課題 »
女性医師について述べた本文によると、女性医師は大学病院には残らない一方で、どのような働き方をしている人が多いとされていますか。

本文 »
_ _ _
また、「妊娠・出産のために離職」というと、完全に医者を辞めて家庭にでも入ったような印象を持ってしまうが、実際はそうではないらしい。大分昔、平成18年の調査ですら、産休を取った女性医師の多くが復職している様子がみられる(50代の段階で30代以上の値になる)3。
そもそも、女性医師は大学病院にこそ残らないが、早めに独立し、開業医をやっている人が多いという。要するに、社会全体で考えれば、女性医師はきちんと働いている。そのことが無視されすぎてはいないか4。
むろん、大学病院をはじめとする過酷な労働環境の実態など、解決の難しい問題もあるのだろう。実際に女性医師が抜けて困っている現場もあったのだろう。
だが、その一方で、複数の学生の未来を変えてしまう重大な措置が、ずいぶんとあやふやな根拠に支えられていたものだ、との印象を抱いてしまう。
(この記事では紙面の都合上扱えないが、四浪生や外国人学校出身者についてもきっと同様のことが言えるだろう)
ジェンダー・ステレオタイプの恐ろしいのは、それが無意識のバイアスとして人の心に巣くっていることだ。それを信じている当人達は大まじめであるし、恐らくは余裕のない労働環境で、それを正義とみなしている。
その結果、多くの人が影響を被ってしまう。
_ _ _
データ一覧 »
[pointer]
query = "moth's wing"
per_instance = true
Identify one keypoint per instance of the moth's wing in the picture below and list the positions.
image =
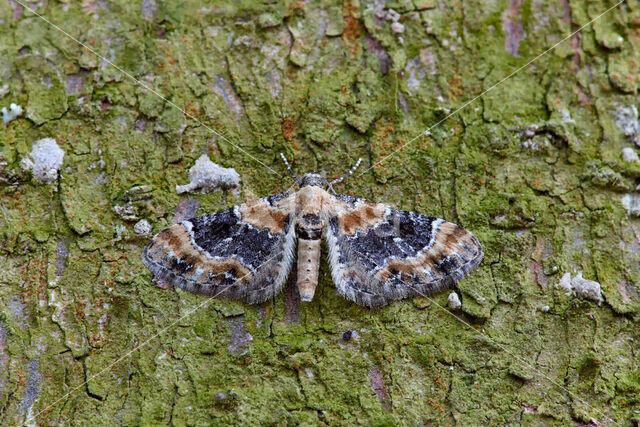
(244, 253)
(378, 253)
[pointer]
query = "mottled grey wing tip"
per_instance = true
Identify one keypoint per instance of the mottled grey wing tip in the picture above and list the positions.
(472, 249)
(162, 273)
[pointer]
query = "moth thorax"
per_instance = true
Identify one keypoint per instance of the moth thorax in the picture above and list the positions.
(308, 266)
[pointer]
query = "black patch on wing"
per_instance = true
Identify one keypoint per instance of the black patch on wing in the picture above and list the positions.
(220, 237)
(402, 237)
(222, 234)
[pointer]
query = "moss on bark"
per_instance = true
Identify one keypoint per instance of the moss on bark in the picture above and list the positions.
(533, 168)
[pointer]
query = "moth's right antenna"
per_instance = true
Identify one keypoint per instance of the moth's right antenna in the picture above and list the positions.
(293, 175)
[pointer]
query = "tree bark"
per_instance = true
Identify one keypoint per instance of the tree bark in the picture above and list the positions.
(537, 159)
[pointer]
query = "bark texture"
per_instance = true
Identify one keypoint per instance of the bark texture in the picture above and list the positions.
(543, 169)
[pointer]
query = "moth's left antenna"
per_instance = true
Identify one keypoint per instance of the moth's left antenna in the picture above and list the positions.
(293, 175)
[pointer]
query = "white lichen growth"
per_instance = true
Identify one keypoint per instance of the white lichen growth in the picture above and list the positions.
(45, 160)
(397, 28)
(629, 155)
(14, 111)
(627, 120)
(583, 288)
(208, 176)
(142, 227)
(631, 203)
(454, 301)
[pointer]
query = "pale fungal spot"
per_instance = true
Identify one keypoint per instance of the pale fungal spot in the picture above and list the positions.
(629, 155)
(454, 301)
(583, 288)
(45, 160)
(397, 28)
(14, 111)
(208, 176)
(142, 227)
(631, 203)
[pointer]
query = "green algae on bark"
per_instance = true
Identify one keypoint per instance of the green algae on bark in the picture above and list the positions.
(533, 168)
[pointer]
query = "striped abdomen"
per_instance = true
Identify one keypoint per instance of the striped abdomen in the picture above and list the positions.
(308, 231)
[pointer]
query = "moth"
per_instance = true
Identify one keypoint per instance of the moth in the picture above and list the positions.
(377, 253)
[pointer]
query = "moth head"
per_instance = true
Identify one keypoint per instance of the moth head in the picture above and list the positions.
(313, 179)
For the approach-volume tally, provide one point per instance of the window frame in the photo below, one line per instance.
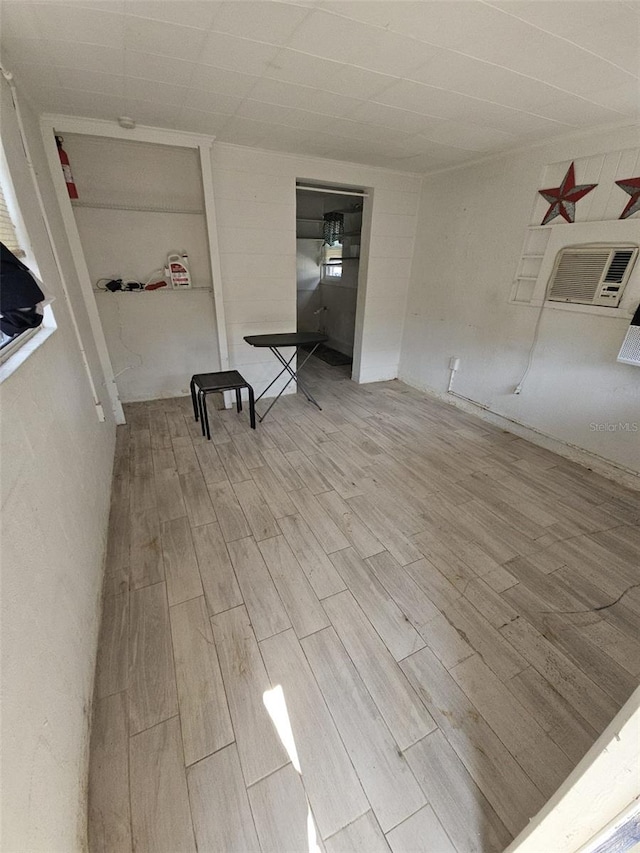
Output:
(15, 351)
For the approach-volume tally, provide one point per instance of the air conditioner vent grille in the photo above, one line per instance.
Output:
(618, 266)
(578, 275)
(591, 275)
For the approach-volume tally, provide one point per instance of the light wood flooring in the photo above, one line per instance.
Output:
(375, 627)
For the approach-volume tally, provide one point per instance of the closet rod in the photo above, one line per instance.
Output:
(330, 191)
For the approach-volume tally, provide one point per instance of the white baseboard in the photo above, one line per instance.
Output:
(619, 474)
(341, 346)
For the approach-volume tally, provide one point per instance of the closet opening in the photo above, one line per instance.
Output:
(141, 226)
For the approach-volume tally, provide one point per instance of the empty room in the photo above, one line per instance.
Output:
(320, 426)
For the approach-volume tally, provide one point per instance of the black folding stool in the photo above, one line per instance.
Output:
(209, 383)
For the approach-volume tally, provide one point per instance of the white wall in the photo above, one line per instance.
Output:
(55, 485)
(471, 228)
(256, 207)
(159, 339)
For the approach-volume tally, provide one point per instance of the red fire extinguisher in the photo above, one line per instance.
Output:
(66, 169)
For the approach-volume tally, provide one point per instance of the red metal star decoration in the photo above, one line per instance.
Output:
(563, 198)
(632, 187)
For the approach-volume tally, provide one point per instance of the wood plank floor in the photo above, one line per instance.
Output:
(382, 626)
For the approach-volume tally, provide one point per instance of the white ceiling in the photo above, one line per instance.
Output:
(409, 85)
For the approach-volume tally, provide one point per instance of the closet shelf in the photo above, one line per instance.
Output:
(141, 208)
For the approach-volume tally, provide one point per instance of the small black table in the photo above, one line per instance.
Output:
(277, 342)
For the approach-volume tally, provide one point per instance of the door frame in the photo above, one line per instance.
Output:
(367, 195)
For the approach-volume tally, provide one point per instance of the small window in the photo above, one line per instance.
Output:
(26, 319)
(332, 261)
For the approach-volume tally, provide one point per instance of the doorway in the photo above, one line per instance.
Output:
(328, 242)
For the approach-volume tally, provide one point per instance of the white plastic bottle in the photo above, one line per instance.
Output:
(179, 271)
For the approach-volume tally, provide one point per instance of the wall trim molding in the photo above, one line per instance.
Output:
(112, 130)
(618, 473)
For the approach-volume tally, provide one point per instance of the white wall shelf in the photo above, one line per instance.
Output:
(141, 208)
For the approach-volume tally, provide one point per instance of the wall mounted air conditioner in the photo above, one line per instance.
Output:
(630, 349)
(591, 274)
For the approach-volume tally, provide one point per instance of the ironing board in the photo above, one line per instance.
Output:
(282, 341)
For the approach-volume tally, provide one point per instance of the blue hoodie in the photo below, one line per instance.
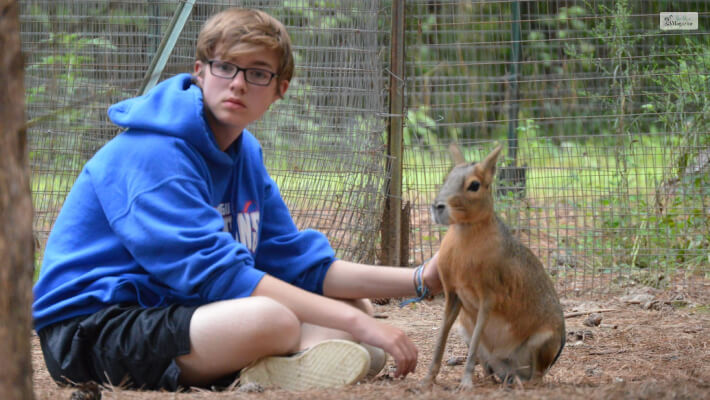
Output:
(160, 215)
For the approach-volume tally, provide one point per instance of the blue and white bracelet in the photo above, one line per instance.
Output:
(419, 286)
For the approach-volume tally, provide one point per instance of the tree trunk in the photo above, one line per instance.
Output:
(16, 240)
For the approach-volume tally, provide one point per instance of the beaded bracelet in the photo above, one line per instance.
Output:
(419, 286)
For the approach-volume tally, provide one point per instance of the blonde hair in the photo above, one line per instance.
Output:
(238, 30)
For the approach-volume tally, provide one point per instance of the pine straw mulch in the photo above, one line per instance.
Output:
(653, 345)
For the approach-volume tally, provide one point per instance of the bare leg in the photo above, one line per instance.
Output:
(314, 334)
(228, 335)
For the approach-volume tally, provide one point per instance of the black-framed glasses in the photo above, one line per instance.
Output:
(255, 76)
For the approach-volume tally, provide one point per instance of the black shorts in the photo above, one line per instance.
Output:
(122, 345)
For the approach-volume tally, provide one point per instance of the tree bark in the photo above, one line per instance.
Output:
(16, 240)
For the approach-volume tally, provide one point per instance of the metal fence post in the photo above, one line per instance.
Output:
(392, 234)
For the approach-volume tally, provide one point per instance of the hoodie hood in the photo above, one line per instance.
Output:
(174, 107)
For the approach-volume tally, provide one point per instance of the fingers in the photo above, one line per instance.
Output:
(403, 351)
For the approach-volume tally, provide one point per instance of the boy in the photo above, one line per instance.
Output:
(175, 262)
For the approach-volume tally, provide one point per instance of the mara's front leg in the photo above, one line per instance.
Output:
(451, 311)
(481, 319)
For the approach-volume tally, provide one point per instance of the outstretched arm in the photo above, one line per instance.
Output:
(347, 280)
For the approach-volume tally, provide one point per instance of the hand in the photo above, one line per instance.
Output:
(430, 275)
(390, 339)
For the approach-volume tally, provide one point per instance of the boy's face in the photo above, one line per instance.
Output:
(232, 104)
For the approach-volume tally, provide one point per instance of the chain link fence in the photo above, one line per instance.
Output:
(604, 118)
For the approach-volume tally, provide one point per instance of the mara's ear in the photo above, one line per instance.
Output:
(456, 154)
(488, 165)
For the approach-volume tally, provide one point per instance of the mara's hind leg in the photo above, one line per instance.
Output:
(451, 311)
_ _ _
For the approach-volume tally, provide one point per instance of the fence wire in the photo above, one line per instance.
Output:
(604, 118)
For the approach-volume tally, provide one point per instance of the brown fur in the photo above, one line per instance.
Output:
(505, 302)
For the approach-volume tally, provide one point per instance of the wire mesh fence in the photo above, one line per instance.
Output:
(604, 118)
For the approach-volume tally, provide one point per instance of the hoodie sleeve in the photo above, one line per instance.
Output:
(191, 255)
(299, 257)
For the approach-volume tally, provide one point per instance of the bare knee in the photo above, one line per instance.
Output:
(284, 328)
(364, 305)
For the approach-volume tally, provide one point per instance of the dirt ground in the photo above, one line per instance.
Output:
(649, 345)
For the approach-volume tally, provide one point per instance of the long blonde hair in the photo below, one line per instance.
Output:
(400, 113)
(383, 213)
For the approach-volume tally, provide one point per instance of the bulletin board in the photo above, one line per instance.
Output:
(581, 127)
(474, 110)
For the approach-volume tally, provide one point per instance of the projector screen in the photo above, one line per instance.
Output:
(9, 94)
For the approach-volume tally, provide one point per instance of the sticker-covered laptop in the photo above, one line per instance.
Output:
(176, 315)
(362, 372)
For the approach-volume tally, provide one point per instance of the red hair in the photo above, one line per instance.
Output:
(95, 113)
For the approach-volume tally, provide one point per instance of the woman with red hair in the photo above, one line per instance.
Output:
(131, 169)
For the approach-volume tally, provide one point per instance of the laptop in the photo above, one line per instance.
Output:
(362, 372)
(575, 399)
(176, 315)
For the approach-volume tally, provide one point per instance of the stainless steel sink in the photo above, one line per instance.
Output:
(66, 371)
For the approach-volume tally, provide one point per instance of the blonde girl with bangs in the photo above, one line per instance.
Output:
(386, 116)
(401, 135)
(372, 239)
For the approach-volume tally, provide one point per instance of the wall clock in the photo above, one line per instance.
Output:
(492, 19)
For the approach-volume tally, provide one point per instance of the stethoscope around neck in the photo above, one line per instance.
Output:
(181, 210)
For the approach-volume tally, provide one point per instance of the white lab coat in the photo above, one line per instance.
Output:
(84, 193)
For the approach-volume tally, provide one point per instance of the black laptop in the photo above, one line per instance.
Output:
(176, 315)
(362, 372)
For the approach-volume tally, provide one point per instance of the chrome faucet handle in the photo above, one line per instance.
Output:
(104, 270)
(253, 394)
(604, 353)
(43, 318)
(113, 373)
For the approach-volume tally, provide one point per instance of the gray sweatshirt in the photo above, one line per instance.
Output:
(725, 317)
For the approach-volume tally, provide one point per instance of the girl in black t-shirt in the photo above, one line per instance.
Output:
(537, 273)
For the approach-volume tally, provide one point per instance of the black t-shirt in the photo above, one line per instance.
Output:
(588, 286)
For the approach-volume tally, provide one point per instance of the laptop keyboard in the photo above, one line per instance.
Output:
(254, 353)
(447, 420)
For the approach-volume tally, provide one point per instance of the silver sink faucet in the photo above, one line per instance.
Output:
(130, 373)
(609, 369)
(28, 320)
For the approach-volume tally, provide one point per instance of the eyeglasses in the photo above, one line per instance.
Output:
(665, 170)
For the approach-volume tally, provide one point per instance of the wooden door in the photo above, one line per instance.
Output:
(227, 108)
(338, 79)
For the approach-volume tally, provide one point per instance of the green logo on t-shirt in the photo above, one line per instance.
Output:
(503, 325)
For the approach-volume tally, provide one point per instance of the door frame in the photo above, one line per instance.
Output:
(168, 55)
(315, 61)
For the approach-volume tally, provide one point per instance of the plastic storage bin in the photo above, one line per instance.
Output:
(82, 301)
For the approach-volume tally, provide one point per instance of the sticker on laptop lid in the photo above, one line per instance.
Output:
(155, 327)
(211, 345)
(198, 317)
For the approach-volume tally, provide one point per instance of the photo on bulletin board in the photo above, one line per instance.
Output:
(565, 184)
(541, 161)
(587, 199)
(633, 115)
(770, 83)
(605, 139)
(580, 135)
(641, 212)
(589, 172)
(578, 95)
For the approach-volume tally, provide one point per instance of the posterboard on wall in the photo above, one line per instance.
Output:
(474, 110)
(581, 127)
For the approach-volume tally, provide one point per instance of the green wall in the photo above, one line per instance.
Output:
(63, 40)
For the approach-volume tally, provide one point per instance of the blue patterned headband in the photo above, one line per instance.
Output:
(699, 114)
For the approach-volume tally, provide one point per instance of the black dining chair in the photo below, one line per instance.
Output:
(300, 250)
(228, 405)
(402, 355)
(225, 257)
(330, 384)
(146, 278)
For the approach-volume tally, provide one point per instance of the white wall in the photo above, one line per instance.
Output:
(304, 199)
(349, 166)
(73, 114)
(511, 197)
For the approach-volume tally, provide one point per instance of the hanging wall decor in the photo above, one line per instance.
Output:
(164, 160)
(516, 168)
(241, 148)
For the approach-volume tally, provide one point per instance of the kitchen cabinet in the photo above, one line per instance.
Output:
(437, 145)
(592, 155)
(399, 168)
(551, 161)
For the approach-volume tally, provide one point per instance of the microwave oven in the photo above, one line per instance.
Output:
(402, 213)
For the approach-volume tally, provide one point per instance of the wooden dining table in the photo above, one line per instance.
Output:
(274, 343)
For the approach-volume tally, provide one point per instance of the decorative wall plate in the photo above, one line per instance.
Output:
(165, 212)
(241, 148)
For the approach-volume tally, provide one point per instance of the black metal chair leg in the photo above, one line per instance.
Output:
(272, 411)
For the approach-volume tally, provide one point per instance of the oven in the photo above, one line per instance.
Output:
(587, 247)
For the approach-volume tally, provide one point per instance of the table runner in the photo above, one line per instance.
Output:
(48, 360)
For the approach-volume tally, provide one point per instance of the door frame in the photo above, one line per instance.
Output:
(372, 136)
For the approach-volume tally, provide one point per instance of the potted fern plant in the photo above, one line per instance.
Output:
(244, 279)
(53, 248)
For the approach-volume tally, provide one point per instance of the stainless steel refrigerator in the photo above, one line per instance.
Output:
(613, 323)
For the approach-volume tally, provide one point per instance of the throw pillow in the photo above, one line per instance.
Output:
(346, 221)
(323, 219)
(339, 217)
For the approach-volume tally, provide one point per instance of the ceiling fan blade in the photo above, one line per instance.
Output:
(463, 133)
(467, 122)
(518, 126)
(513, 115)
_ _ _
解答 »
早めに独立し、開業医をやっている人が多いとされています。